### WRITTEN REQUEST A
In the records, begin at the line that has "ground it can find." and stop after the line that has "[276,378,300,413]". Give those lines again with "detector's job" swapped for "model's task" and nothing else changed.

### TEXT TO READ
• • • • •
Fresh - freshly squeezed news from the international press. We prepare it 3 times a week.

Reuters: The threat of nuclear catastrophe is growing by the day

The U.N. chief and the presidents of Turkey and Ukraine have discussed ways to end the war started by Russia and secure Europe's largest nuclear power station, as Russia and Ukraine traded accusations of new shelling near the plant.

U.N. Secretary-General Antonio Guterres told reporters after talks in Lviv, Ukraine, on Thursday he was gravely concerned about circumstances at the Zaporizhzhia nuclear plant and called for military equipment and personnel to be withdrawn.

Turkish President Tayyip Erdogan said he, Guterres and Ukrainian President Volodymyr Zelenskiy discussed building on a recent positive atmosphere to revive peace negotiations with Russia that took place in Istanbul in March.

In a deal brokered by the United Nations and Turkey, Russia and Ukraine reached an agreement in July for Russia to lift a blockade of Ukrainian grain shipments, and exports resumed at the beginning of August.

NATO member Turkey has maintained good relations with Russia, an important trade partner, and sought to mediate in the conflict, which began six months ago when Russian forces invaded neighbouring Ukraine.

"Personally, I maintain my belief that the war will ultimately end at the negotiating table. Mr Zelenskiy and Mr Guterres have the same opinion in this regard," Erdogan said.

There was no immediate comment from Moscow.

At the same time, U.S. President Joe Biden's administration is readying about $800 million of additional military aid to Ukraine and could announce it as soon as Friday, three sources familiar with the matter said.

Meanwhile, 17 people were killed and 42 wounded in two separate Russian attacks on the northeastern Ukrainian city of Kharkiv, the regional governor said on Thursday.

At least four explosions hit near a major Russian military airport on the Moscow-controlled Crimean peninsula on Thursday, three sources said. The sources said the explosions were near Russia's Belbek military airport, north of the Black Sea fleet's headquarters in Sevastopol.

Ukraine has hinted it orchestrated other blasts over the last 10 days at other Russian installations in Crimea, which Russia annexed in 2014.

Russia says its aim in Ukraine is to demilitarise the country and protect Russian-speakers on land that President Vladimir Putin says historically belongs to Russia.

Ukraine and the West call it an unprovoked war of conquest. Ukraine shook off Russian domination when the Soviet Union broke up in 1991.

Guterres reiterated calls for demilitarisation around the nuclear plant.
• • • • •
### INPUT ROWS

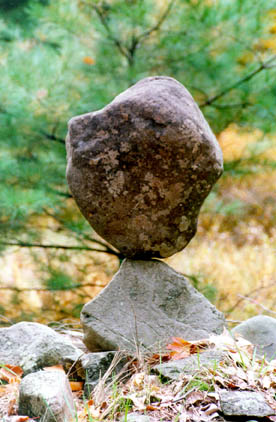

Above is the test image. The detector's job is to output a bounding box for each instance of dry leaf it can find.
[0,365,23,384]
[43,365,65,372]
[167,337,207,360]
[69,381,83,391]
[186,391,205,405]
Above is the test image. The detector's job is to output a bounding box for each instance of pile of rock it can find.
[0,77,276,422]
[66,76,224,351]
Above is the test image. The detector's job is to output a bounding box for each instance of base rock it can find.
[81,259,225,351]
[66,76,223,259]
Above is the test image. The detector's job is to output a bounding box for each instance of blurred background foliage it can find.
[0,0,276,324]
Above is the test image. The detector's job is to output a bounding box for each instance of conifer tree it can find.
[0,0,276,284]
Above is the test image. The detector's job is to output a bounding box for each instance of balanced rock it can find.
[81,259,225,352]
[66,76,223,259]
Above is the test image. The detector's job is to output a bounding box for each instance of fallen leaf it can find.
[69,381,83,391]
[0,365,23,384]
[146,404,159,411]
[43,365,65,372]
[186,391,205,405]
[167,337,207,360]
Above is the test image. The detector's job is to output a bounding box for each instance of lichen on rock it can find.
[66,76,223,259]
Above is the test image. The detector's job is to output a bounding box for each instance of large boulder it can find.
[0,322,82,374]
[66,76,223,259]
[81,259,225,352]
[232,315,276,360]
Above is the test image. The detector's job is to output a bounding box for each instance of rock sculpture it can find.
[66,76,225,351]
[81,259,225,352]
[66,76,223,259]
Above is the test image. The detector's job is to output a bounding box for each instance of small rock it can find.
[19,370,75,422]
[153,350,224,380]
[232,315,276,360]
[81,259,225,352]
[0,322,82,375]
[66,76,223,259]
[121,413,154,422]
[81,352,126,397]
[220,391,275,418]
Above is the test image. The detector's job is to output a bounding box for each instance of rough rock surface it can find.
[220,391,275,417]
[0,322,82,374]
[153,350,224,380]
[232,315,276,360]
[81,259,225,352]
[66,76,223,259]
[19,370,75,422]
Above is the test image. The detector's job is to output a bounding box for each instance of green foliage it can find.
[45,269,74,290]
[0,0,276,268]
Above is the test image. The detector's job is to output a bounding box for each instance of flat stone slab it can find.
[66,76,223,259]
[0,322,82,375]
[19,370,75,422]
[153,350,224,380]
[220,391,275,418]
[81,259,225,352]
[231,315,276,360]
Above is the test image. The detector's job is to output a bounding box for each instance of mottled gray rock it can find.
[81,259,224,351]
[232,315,276,360]
[220,390,275,418]
[81,352,126,397]
[153,350,225,380]
[19,370,75,422]
[0,322,82,374]
[66,76,223,259]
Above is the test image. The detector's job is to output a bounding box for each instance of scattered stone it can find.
[81,352,126,397]
[81,259,225,352]
[58,330,89,353]
[232,315,276,360]
[153,350,224,380]
[66,76,223,259]
[0,322,82,375]
[220,390,275,418]
[19,370,75,422]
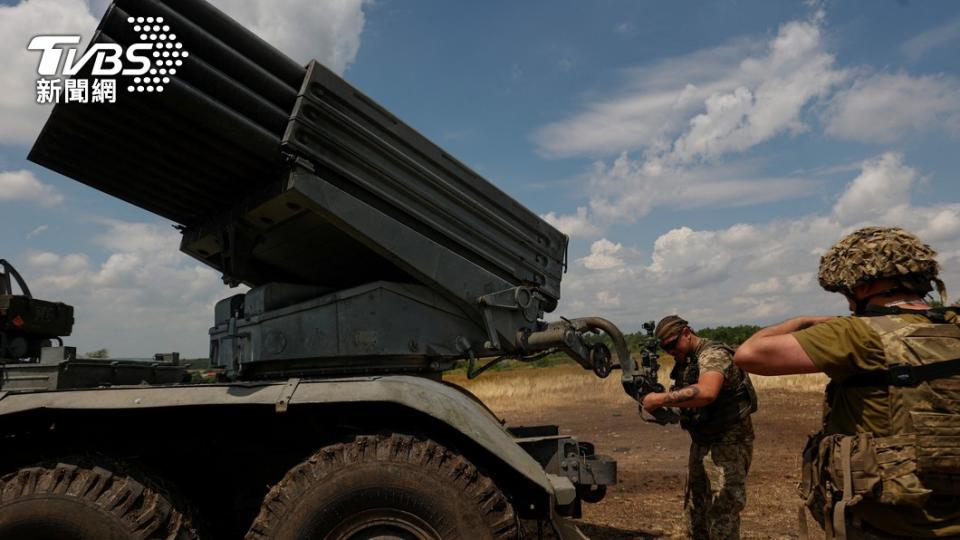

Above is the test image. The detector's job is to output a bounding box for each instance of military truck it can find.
[0,0,642,539]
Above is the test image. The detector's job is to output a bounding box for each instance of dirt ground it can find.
[456,368,822,539]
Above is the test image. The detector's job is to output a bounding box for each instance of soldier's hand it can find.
[640,392,663,414]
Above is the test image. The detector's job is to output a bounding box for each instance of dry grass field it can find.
[445,357,826,539]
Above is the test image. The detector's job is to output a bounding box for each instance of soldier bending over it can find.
[641,315,757,540]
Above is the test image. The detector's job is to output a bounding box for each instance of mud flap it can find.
[550,512,590,540]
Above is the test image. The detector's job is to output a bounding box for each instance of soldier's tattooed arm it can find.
[733,316,835,375]
[643,371,723,412]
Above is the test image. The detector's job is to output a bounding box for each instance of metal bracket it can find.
[276,378,300,413]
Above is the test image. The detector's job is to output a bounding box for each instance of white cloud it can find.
[534,12,847,162]
[833,152,918,224]
[27,225,50,240]
[670,20,846,161]
[824,73,960,142]
[540,206,600,236]
[18,220,242,357]
[534,11,832,227]
[0,170,63,208]
[595,291,620,308]
[213,0,365,74]
[578,238,623,270]
[584,153,819,224]
[900,17,960,60]
[0,0,97,144]
[557,153,960,330]
[746,277,781,294]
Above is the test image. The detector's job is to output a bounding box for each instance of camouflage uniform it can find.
[672,339,756,540]
[792,227,960,540]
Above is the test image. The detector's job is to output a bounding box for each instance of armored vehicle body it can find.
[0,0,652,538]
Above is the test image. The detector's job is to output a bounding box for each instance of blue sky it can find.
[0,0,960,356]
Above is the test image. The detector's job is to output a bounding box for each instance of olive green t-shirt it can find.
[793,315,960,537]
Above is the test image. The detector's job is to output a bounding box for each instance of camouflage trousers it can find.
[683,437,753,540]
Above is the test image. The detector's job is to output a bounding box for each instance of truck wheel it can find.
[0,463,197,540]
[247,434,517,540]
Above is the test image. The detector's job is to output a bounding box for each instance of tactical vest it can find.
[800,308,960,538]
[670,339,757,437]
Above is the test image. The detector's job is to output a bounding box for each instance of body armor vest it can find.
[670,339,757,436]
[800,310,960,538]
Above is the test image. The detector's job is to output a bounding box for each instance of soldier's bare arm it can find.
[733,316,834,375]
[643,371,723,412]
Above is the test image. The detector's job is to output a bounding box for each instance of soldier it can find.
[735,227,960,539]
[641,315,757,540]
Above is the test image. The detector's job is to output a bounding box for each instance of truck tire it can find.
[0,460,198,540]
[247,434,517,540]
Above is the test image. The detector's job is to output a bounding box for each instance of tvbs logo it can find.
[27,17,189,103]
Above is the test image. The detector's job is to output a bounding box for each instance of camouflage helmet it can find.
[653,315,688,343]
[817,227,946,301]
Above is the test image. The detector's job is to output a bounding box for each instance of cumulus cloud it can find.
[540,206,600,236]
[534,11,836,228]
[579,238,623,270]
[900,17,960,60]
[833,152,918,224]
[27,225,50,240]
[14,220,239,357]
[583,153,819,223]
[824,73,960,143]
[558,153,960,329]
[213,0,366,70]
[0,170,63,207]
[534,12,847,161]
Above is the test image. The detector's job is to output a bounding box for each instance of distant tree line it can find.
[623,324,761,351]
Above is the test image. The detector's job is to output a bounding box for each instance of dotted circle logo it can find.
[127,17,190,92]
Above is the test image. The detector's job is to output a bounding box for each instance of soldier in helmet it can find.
[735,227,960,539]
[641,315,757,540]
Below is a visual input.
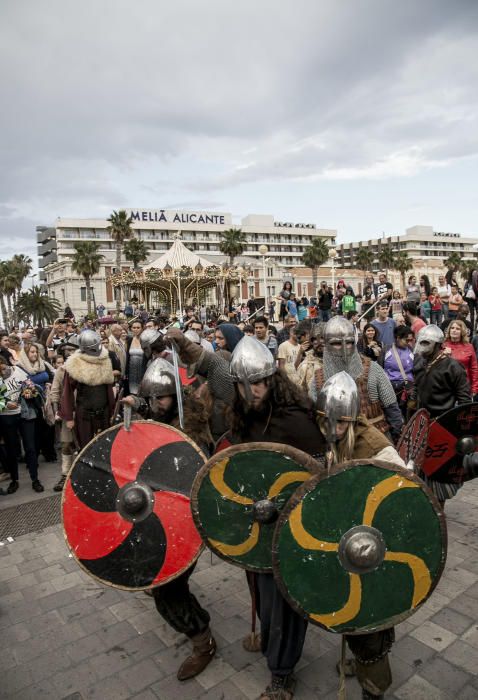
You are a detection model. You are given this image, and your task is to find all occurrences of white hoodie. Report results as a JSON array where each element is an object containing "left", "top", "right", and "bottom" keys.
[{"left": 0, "top": 366, "right": 28, "bottom": 417}]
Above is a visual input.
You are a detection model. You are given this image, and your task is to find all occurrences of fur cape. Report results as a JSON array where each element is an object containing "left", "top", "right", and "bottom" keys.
[{"left": 65, "top": 348, "right": 115, "bottom": 386}]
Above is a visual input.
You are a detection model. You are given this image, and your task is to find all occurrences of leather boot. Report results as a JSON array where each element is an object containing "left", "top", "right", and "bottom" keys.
[{"left": 178, "top": 627, "right": 216, "bottom": 681}]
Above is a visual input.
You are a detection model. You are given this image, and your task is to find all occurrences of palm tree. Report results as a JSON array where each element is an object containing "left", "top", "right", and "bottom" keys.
[
  {"left": 391, "top": 250, "right": 413, "bottom": 291},
  {"left": 108, "top": 209, "right": 133, "bottom": 312},
  {"left": 123, "top": 238, "right": 149, "bottom": 270},
  {"left": 71, "top": 241, "right": 104, "bottom": 314},
  {"left": 378, "top": 245, "right": 396, "bottom": 274},
  {"left": 354, "top": 248, "right": 374, "bottom": 272},
  {"left": 16, "top": 286, "right": 61, "bottom": 326},
  {"left": 302, "top": 237, "right": 329, "bottom": 294},
  {"left": 219, "top": 228, "right": 247, "bottom": 267},
  {"left": 443, "top": 253, "right": 463, "bottom": 272}
]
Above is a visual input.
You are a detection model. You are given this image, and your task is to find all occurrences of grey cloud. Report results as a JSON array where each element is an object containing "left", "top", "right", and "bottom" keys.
[{"left": 0, "top": 0, "right": 478, "bottom": 235}]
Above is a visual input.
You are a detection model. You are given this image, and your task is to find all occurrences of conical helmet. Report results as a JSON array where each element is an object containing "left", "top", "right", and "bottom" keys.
[
  {"left": 317, "top": 372, "right": 360, "bottom": 442},
  {"left": 139, "top": 357, "right": 176, "bottom": 399},
  {"left": 230, "top": 335, "right": 276, "bottom": 384},
  {"left": 78, "top": 328, "right": 101, "bottom": 357}
]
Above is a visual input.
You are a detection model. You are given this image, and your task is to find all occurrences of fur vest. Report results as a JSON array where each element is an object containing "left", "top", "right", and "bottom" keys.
[{"left": 65, "top": 348, "right": 115, "bottom": 386}]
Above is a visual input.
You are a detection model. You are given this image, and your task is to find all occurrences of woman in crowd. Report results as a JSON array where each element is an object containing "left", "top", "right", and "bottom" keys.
[
  {"left": 444, "top": 320, "right": 478, "bottom": 397},
  {"left": 420, "top": 275, "right": 432, "bottom": 297},
  {"left": 124, "top": 319, "right": 148, "bottom": 396},
  {"left": 357, "top": 323, "right": 382, "bottom": 362},
  {"left": 405, "top": 275, "right": 420, "bottom": 304},
  {"left": 428, "top": 287, "right": 443, "bottom": 326},
  {"left": 383, "top": 326, "right": 413, "bottom": 418},
  {"left": 448, "top": 283, "right": 463, "bottom": 320},
  {"left": 18, "top": 343, "right": 56, "bottom": 492}
]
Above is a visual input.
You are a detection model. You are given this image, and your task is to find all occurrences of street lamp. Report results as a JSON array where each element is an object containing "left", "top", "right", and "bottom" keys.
[
  {"left": 259, "top": 244, "right": 269, "bottom": 310},
  {"left": 329, "top": 248, "right": 337, "bottom": 294}
]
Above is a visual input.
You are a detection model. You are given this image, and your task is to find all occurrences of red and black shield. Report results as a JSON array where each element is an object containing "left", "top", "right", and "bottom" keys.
[
  {"left": 422, "top": 403, "right": 478, "bottom": 484},
  {"left": 62, "top": 421, "right": 206, "bottom": 590},
  {"left": 397, "top": 408, "right": 430, "bottom": 469}
]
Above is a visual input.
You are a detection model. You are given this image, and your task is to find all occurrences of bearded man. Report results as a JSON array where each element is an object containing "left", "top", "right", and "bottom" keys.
[
  {"left": 311, "top": 316, "right": 403, "bottom": 442},
  {"left": 60, "top": 329, "right": 115, "bottom": 449}
]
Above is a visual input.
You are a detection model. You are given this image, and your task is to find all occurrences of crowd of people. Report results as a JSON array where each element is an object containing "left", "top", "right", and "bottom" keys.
[{"left": 0, "top": 274, "right": 478, "bottom": 700}]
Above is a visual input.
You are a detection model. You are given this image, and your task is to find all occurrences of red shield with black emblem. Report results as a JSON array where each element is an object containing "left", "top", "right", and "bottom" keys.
[
  {"left": 422, "top": 403, "right": 478, "bottom": 484},
  {"left": 62, "top": 421, "right": 206, "bottom": 590},
  {"left": 397, "top": 408, "right": 430, "bottom": 469}
]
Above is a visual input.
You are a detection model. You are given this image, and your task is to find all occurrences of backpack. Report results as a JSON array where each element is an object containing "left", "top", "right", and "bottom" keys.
[{"left": 342, "top": 294, "right": 355, "bottom": 314}]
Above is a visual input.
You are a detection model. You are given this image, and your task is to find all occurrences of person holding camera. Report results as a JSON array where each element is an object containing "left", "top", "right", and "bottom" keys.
[{"left": 318, "top": 282, "right": 334, "bottom": 322}]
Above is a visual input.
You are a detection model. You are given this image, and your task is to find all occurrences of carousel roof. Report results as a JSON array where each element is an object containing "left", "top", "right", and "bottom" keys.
[{"left": 143, "top": 239, "right": 211, "bottom": 272}]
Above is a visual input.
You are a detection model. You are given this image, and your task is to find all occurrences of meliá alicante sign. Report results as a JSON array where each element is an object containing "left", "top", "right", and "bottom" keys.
[{"left": 127, "top": 209, "right": 232, "bottom": 226}]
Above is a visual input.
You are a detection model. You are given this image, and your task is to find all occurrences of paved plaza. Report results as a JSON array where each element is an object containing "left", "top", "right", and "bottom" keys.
[{"left": 0, "top": 465, "right": 478, "bottom": 700}]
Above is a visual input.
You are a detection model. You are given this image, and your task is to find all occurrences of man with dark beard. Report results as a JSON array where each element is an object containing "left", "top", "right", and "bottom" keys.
[
  {"left": 168, "top": 332, "right": 325, "bottom": 700},
  {"left": 311, "top": 316, "right": 403, "bottom": 442},
  {"left": 122, "top": 358, "right": 216, "bottom": 681}
]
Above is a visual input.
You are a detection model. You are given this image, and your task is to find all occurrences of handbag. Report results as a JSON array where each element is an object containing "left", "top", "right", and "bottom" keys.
[
  {"left": 392, "top": 345, "right": 410, "bottom": 401},
  {"left": 20, "top": 396, "right": 37, "bottom": 420}
]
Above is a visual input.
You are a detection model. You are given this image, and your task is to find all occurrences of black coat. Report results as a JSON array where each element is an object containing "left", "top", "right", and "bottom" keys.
[{"left": 413, "top": 355, "right": 472, "bottom": 417}]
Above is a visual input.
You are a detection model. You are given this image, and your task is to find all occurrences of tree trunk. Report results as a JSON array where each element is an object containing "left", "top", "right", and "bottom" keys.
[
  {"left": 116, "top": 241, "right": 121, "bottom": 314},
  {"left": 307, "top": 267, "right": 319, "bottom": 297},
  {"left": 85, "top": 276, "right": 91, "bottom": 316},
  {"left": 0, "top": 294, "right": 8, "bottom": 330}
]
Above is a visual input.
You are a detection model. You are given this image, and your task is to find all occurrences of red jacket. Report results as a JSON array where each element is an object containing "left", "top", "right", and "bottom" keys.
[{"left": 444, "top": 340, "right": 478, "bottom": 396}]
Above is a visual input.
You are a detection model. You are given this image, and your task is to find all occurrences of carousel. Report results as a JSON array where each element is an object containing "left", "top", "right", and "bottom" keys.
[{"left": 108, "top": 234, "right": 250, "bottom": 314}]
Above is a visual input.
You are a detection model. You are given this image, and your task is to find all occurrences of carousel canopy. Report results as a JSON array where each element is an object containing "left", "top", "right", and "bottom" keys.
[{"left": 143, "top": 239, "right": 212, "bottom": 272}]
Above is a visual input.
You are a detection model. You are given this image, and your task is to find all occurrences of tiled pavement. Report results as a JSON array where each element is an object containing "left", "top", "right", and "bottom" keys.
[{"left": 0, "top": 467, "right": 478, "bottom": 700}]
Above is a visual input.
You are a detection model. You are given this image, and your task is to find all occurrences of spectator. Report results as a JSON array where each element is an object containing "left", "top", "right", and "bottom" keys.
[
  {"left": 277, "top": 324, "right": 300, "bottom": 383},
  {"left": 444, "top": 320, "right": 478, "bottom": 399},
  {"left": 319, "top": 282, "right": 334, "bottom": 322},
  {"left": 448, "top": 284, "right": 463, "bottom": 321},
  {"left": 357, "top": 323, "right": 382, "bottom": 362},
  {"left": 383, "top": 326, "right": 413, "bottom": 418},
  {"left": 405, "top": 275, "right": 420, "bottom": 304},
  {"left": 0, "top": 332, "right": 15, "bottom": 366},
  {"left": 277, "top": 314, "right": 297, "bottom": 345},
  {"left": 420, "top": 292, "right": 432, "bottom": 324},
  {"left": 253, "top": 316, "right": 278, "bottom": 360},
  {"left": 377, "top": 272, "right": 393, "bottom": 301},
  {"left": 403, "top": 302, "right": 427, "bottom": 338},
  {"left": 420, "top": 275, "right": 432, "bottom": 297},
  {"left": 215, "top": 323, "right": 244, "bottom": 353},
  {"left": 428, "top": 287, "right": 442, "bottom": 326},
  {"left": 362, "top": 278, "right": 376, "bottom": 321},
  {"left": 438, "top": 275, "right": 451, "bottom": 321},
  {"left": 372, "top": 300, "right": 396, "bottom": 351},
  {"left": 390, "top": 289, "right": 403, "bottom": 322},
  {"left": 286, "top": 292, "right": 298, "bottom": 320}
]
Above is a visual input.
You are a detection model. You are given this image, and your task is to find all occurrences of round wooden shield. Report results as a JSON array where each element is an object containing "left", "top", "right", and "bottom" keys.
[
  {"left": 62, "top": 421, "right": 206, "bottom": 590},
  {"left": 422, "top": 403, "right": 478, "bottom": 484},
  {"left": 397, "top": 408, "right": 430, "bottom": 469},
  {"left": 273, "top": 459, "right": 447, "bottom": 634},
  {"left": 191, "top": 442, "right": 320, "bottom": 572}
]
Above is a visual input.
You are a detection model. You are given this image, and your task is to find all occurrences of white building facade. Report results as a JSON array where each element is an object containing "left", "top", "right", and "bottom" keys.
[{"left": 37, "top": 209, "right": 337, "bottom": 314}]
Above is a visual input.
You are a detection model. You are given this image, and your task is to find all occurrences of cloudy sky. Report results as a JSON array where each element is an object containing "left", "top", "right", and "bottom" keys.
[{"left": 0, "top": 0, "right": 478, "bottom": 268}]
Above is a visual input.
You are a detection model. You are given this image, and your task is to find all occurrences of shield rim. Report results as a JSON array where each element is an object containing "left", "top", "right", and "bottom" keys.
[
  {"left": 272, "top": 457, "right": 448, "bottom": 635},
  {"left": 60, "top": 420, "right": 207, "bottom": 592},
  {"left": 395, "top": 408, "right": 432, "bottom": 469},
  {"left": 420, "top": 401, "right": 476, "bottom": 484},
  {"left": 191, "top": 442, "right": 323, "bottom": 574}
]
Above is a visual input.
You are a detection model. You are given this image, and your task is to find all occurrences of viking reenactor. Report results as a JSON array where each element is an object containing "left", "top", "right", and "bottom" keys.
[
  {"left": 311, "top": 316, "right": 403, "bottom": 442},
  {"left": 50, "top": 335, "right": 78, "bottom": 491},
  {"left": 317, "top": 372, "right": 405, "bottom": 698},
  {"left": 122, "top": 358, "right": 216, "bottom": 681},
  {"left": 230, "top": 336, "right": 324, "bottom": 700},
  {"left": 60, "top": 330, "right": 115, "bottom": 448},
  {"left": 409, "top": 324, "right": 475, "bottom": 506}
]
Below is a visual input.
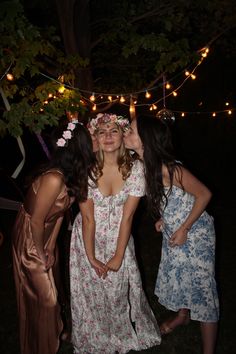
• • • • •
### WRITTEN REQUEST B
In the news digest above, shorten the paragraph that begins "At least four explosions hit near a major Russian military airport" while keeping its main facts.

### WRITTEN RESPONSE A
Above is the test image. The model's task is to output a bounding box for each instance of dirt ground it can find.
[456,368,822,539]
Above is the test image. The model's task is to output a bounding box for each instance of soldier's hand it can find.
[640,392,663,414]
Above is the test image. The model's task is to output a bounding box for each instance of dry grass field it can find.
[445,357,826,539]
Above is the test image. The model's task is to output a bounding box for each instance of soldier bending over it can find.
[641,315,757,540]
Above is the test image. The model's task is to output a bounding box for each instance of mud flap it can find.
[550,512,590,540]
Above is the test image. The model's task is to output a bounding box for each instance of soldier's tattooed arm it can find.
[733,316,835,375]
[643,371,723,412]
Above is the test image. The model's task is to output a bounding box for each instance of metal bracket it can find.
[276,378,300,413]

### WRITTEN RESPONSE B
According to three sources, at least four explosions hit on Thursday near Russia's Belbek military airport in Moscow-controlled Crimea, north of the Black Sea fleet's Sevastopol headquarters.